▶ **Short problem**:
Reproduce all of the rows below with "one point per instance" changed to "one coordinate pair per instance" and everything else left unaltered, omitting the pictures.

▶ **Stored records**:
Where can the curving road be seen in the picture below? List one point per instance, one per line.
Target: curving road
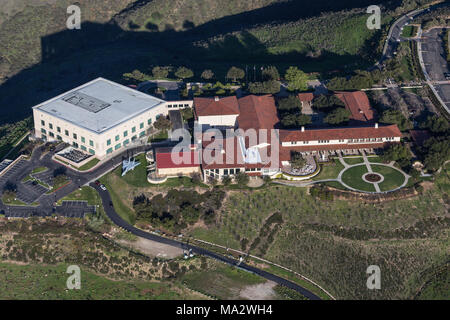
(112, 214)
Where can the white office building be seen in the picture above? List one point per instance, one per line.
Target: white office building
(99, 117)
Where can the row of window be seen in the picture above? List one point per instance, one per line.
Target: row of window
(348, 141)
(133, 130)
(66, 132)
(177, 106)
(91, 143)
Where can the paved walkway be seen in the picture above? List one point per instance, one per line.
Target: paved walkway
(347, 166)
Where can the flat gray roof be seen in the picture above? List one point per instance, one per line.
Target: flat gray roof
(99, 105)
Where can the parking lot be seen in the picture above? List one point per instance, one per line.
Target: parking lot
(45, 176)
(14, 170)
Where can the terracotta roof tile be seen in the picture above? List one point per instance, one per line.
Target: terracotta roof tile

▶ **Output**:
Where can the curving road be seen in the picture below? List one coordinate pair per instance, one per line.
Target: curving road
(112, 214)
Where can the white office building be seen in the picture above? List one coordinate pair per instance, one per line.
Target: white office building
(99, 117)
Where can the row of window be seen in the picture above? List one coordinate pair per instance, one per line.
Target: row of window
(348, 141)
(133, 130)
(66, 132)
(177, 106)
(91, 143)
Where can the paved walkway be seen in the picture above? List one coordinate pair per instance, one per line.
Target: paved walkway
(347, 166)
Where can the flat gray roof be seen in the picture above? List one coordinate pair per instance, one per line.
Target: flat gray roof
(99, 105)
Where can the parking lot be seen in the picture above? List one coordinate pair per instance, one per line.
Target: parking lot
(45, 176)
(14, 170)
Where can the terracotta roof tile be seen in the picture above? List one coordinate pair per instance, one per line.
Target: terracotta roof tile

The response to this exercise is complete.